■ **TASK TO CARRY OUT**:
Quote the entire passage below about Piloting a dog-aggressive dog, word for word.

■ **SELECTED TEXT**:
“Remember me and smile, for it’s better to forget than to remember me and cry.”
― Dr. Seuss
All dogs can be rehabilitated. I have never come across a dog that with the right mix of Piloting, Activity and Work, couldn’t be transformed into a dog who could properly bond with their human.
Unfortunately, sometimes the proper amount of Piloting is well-beyond what any human can reasonably be expected to give. But that sure doesn’t stop them from giving. At what point is it okay to say, “I can’t do this any more”?
Take, for instance, Sparta. She is a wonderful dog, and I love her very much. However, the amount of Piloting she requires is astronomical. She is very dog aggressive, combined with a very fierce tendency to guard her “flock”. Of course that doesn’t make her a bad dog….there is no such thing as a bad dog. Unfortunately, though, that makes it very difficult for her to live in a human world without a monumental amount of Piloting. I will never be able to be off-guard when taking her for a walk. I will never be able to have a friend of the family let themselves in our house. Luckily, this is what I do for a living! Piloting her is (relatively) easy for me because I have been doing this with dogs for over two decades.
But there is a promise between me and my family: if I ever die, Sparta will be euthanized. Not because I don’t love her, but because I love her so much. Nobody else in my house can safely walk her. Nobody else in my house is as obsessed with Piloting her as me, and without a Pilot, Sparta is terrified. Her terror then turns to aggression. I answer every one of her questions, no matter how many times she asks it, because I know that if she were to try to answer her own question (“Is this person a threat?”), the results would be disastrous, and would most likely involve severe injury to another dog or even a human.

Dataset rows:
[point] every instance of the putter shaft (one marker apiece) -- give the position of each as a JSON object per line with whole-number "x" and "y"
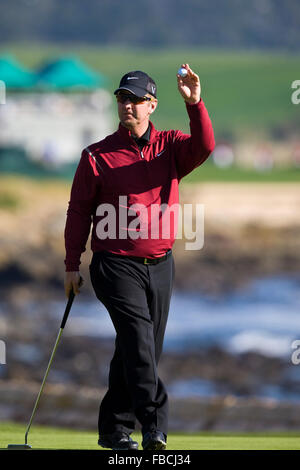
{"x": 43, "y": 383}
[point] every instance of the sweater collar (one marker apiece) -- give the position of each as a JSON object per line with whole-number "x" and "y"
{"x": 149, "y": 136}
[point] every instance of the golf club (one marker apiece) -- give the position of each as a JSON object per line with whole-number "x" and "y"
{"x": 64, "y": 320}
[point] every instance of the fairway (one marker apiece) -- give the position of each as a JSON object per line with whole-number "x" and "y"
{"x": 44, "y": 438}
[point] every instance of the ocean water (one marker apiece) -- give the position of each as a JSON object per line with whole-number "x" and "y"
{"x": 262, "y": 317}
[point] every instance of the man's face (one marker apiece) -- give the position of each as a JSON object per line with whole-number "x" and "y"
{"x": 134, "y": 115}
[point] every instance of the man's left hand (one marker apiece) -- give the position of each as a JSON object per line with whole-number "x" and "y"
{"x": 189, "y": 87}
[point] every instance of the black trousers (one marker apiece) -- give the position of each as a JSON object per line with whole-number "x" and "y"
{"x": 137, "y": 297}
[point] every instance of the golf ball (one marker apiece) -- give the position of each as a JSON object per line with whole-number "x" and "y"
{"x": 182, "y": 72}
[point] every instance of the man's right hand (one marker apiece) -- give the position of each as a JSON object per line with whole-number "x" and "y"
{"x": 74, "y": 280}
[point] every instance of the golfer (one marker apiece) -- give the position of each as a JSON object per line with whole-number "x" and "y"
{"x": 118, "y": 183}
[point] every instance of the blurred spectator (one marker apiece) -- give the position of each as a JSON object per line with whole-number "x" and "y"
{"x": 296, "y": 155}
{"x": 263, "y": 159}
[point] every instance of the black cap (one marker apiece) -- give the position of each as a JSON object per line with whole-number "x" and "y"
{"x": 138, "y": 83}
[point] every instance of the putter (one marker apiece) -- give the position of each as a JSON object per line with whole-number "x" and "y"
{"x": 64, "y": 320}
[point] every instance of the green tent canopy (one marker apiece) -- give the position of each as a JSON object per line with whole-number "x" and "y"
{"x": 14, "y": 75}
{"x": 68, "y": 73}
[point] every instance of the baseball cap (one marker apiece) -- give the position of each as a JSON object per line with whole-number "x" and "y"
{"x": 137, "y": 82}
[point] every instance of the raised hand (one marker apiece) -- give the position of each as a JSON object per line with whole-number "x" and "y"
{"x": 189, "y": 87}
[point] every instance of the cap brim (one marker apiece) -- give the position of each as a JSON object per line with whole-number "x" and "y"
{"x": 133, "y": 89}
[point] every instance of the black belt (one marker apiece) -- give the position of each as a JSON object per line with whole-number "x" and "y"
{"x": 140, "y": 259}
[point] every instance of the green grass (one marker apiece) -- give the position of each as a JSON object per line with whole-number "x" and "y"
{"x": 42, "y": 437}
{"x": 247, "y": 93}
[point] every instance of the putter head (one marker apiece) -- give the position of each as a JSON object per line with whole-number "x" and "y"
{"x": 18, "y": 446}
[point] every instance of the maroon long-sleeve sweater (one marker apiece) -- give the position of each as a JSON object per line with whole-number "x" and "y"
{"x": 130, "y": 196}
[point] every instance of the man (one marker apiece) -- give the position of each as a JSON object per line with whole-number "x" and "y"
{"x": 132, "y": 171}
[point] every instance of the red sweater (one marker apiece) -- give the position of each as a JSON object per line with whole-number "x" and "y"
{"x": 114, "y": 171}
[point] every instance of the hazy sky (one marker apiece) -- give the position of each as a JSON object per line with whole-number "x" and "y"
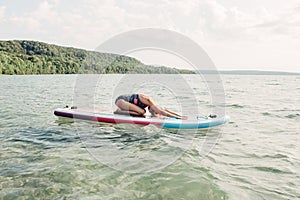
{"x": 236, "y": 34}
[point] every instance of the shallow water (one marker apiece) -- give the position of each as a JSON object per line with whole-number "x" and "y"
{"x": 255, "y": 156}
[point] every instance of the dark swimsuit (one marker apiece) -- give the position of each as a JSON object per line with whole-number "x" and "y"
{"x": 134, "y": 99}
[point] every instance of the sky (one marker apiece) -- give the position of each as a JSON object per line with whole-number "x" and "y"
{"x": 236, "y": 34}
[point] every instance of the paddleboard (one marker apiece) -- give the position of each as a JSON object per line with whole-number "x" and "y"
{"x": 166, "y": 122}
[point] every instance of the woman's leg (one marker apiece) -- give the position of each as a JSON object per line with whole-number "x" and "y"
{"x": 129, "y": 108}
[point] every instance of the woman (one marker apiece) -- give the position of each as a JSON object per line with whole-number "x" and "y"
{"x": 135, "y": 104}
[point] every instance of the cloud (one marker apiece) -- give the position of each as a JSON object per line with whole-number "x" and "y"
{"x": 2, "y": 13}
{"x": 87, "y": 23}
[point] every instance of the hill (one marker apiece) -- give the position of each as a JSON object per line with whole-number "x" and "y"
{"x": 31, "y": 57}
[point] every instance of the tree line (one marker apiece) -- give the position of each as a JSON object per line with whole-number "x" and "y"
{"x": 30, "y": 57}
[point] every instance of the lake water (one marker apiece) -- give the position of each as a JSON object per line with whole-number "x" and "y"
{"x": 255, "y": 156}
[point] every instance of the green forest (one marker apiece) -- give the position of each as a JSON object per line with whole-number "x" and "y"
{"x": 20, "y": 57}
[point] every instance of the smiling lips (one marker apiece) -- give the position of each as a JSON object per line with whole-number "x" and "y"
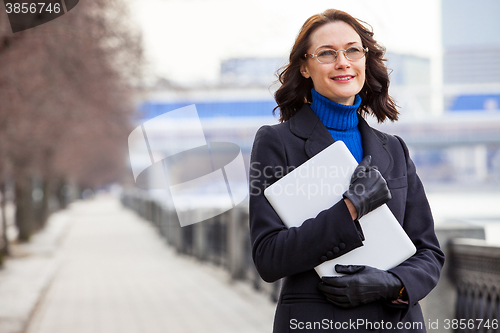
{"x": 343, "y": 78}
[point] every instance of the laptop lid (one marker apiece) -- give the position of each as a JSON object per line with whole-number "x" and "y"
{"x": 317, "y": 185}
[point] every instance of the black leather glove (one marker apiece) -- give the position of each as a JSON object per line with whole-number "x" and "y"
{"x": 368, "y": 189}
{"x": 360, "y": 285}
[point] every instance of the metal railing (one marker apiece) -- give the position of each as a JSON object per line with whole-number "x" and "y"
{"x": 475, "y": 271}
{"x": 222, "y": 240}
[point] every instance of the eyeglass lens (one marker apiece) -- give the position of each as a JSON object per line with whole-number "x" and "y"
{"x": 352, "y": 53}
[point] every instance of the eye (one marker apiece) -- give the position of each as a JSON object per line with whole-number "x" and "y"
{"x": 354, "y": 50}
{"x": 326, "y": 53}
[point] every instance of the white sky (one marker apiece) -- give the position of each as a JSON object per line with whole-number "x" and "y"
{"x": 185, "y": 40}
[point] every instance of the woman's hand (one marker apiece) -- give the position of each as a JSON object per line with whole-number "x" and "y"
{"x": 360, "y": 285}
{"x": 368, "y": 189}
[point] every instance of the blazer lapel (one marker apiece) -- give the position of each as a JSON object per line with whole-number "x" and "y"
{"x": 306, "y": 124}
{"x": 374, "y": 144}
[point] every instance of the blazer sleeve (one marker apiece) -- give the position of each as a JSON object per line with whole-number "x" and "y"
{"x": 420, "y": 273}
{"x": 276, "y": 250}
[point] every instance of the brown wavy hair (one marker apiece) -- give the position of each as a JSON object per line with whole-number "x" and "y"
{"x": 295, "y": 90}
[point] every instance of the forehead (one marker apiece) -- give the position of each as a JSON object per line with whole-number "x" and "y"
{"x": 335, "y": 34}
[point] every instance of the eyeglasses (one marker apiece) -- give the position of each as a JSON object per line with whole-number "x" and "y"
{"x": 328, "y": 56}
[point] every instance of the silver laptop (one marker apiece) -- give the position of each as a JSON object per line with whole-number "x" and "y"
{"x": 317, "y": 185}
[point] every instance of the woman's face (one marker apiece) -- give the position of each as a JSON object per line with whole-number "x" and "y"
{"x": 342, "y": 79}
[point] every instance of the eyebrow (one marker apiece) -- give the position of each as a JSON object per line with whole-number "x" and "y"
{"x": 331, "y": 46}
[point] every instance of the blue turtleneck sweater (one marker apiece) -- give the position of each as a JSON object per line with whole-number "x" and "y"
{"x": 340, "y": 120}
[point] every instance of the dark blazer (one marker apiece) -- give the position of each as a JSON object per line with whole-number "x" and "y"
{"x": 293, "y": 253}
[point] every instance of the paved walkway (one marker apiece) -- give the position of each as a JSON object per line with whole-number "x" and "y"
{"x": 114, "y": 273}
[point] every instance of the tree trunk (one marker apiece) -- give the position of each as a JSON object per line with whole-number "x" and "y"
{"x": 3, "y": 204}
{"x": 24, "y": 207}
{"x": 44, "y": 205}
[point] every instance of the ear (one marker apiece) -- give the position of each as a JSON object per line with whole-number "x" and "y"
{"x": 304, "y": 71}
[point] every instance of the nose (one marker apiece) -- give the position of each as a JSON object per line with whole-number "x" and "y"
{"x": 342, "y": 61}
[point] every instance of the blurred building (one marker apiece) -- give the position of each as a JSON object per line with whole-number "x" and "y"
{"x": 471, "y": 48}
{"x": 250, "y": 71}
{"x": 471, "y": 41}
{"x": 408, "y": 69}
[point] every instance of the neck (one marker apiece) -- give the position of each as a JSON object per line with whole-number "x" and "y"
{"x": 334, "y": 115}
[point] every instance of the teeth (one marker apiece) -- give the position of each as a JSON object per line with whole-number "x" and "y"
{"x": 343, "y": 78}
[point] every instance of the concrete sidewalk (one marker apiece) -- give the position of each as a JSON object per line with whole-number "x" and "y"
{"x": 113, "y": 273}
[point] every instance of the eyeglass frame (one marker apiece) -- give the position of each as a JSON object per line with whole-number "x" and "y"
{"x": 315, "y": 55}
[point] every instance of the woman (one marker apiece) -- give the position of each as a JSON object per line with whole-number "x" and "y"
{"x": 335, "y": 76}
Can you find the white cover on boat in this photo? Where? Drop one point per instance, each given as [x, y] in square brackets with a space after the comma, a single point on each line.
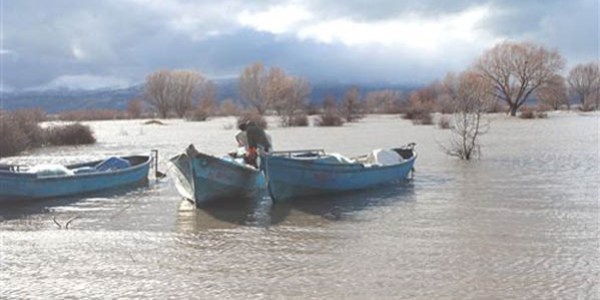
[48, 170]
[383, 157]
[342, 159]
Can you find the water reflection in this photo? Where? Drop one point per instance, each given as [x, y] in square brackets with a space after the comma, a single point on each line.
[339, 207]
[262, 212]
[24, 208]
[229, 213]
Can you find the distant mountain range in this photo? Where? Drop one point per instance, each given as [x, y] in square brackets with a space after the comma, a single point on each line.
[58, 100]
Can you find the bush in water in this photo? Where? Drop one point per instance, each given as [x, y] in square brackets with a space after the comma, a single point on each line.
[74, 134]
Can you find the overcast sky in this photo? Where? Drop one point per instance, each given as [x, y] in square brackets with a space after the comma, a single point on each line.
[93, 44]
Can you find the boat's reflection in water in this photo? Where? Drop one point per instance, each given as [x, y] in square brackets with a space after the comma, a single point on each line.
[228, 213]
[262, 212]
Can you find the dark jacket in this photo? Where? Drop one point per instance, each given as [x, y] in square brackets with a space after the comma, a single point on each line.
[256, 136]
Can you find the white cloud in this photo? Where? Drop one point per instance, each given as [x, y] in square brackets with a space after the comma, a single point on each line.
[414, 32]
[277, 19]
[85, 82]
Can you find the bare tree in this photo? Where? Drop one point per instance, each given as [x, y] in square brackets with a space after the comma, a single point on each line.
[184, 85]
[469, 94]
[384, 101]
[252, 84]
[352, 109]
[295, 107]
[584, 83]
[229, 108]
[135, 108]
[516, 70]
[208, 97]
[167, 90]
[553, 92]
[158, 92]
[286, 95]
[331, 115]
[276, 89]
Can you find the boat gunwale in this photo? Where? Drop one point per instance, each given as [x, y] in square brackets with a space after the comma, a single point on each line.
[8, 175]
[315, 165]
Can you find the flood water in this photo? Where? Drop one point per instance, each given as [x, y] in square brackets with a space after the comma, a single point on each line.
[520, 222]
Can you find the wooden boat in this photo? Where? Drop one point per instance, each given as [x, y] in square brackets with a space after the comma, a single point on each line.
[202, 178]
[305, 173]
[19, 183]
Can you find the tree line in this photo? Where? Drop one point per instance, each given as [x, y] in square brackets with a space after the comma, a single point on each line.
[506, 77]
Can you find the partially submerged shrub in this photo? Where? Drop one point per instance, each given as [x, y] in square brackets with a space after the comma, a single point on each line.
[198, 114]
[444, 122]
[419, 112]
[254, 116]
[154, 122]
[528, 113]
[91, 115]
[329, 118]
[74, 134]
[299, 120]
[20, 131]
[14, 139]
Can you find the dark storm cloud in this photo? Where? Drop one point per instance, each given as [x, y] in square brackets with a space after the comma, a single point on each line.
[45, 40]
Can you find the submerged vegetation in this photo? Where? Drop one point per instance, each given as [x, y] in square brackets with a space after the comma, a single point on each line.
[506, 78]
[20, 131]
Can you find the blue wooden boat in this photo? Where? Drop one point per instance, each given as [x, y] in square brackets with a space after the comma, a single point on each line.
[305, 173]
[19, 183]
[202, 178]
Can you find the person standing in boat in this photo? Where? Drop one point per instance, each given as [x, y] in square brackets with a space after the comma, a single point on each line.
[256, 137]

■ **CORRECT RESPONSE**:
“Remember me and smile, for it’s better to forget than to remember me and cry.”
― Dr. Seuss
All dogs can be rehabilitated. I have never come across a dog that with the right mix of Piloting, Activity and Work, couldn’t be transformed into a dog who could properly bond with their human.
Unfortunately, sometimes the proper amount of Piloting is well-beyond what any human can reasonably be expected to give. But that sure doesn’t stop them from giving. At what point is it okay to say, “I can’t do this any more”?
Take, for instance, Sparta. She is a wonderful dog, and I love her very much. However, the amount of Piloting she requires is astronomical. She is very dog aggressive, combined with a very fierce tendency to guard her “flock”. Of course that doesn’t make her a bad dog….there is no such thing as a bad dog. Unfortunately, though, that makes it very difficult for her to live in a human world without a monumental amount of Piloting. I will never be able to be off-guard when taking her for a walk. I will never be able to have a friend of the family let themselves in our house. Luckily, this is what I do for a living! Piloting her is (relatively) easy for me because I have been doing this with dogs for over two decades.
But there is a promise between me and my family: if I ever die, Sparta will be euthanized. Not because I don’t love her, but because I love her so much. Nobody else in my house can safely walk her. Nobody else in my house is as obsessed with Piloting her as me, and without a Pilot, Sparta is terrified. Her terror then turns to aggression. I answer every one of her questions, no matter how many times she asks it, because I know that if she were to try to answer her own question (“Is this person a threat?”), the results would be disastrous, and would most likely involve severe injury to another dog or even a human.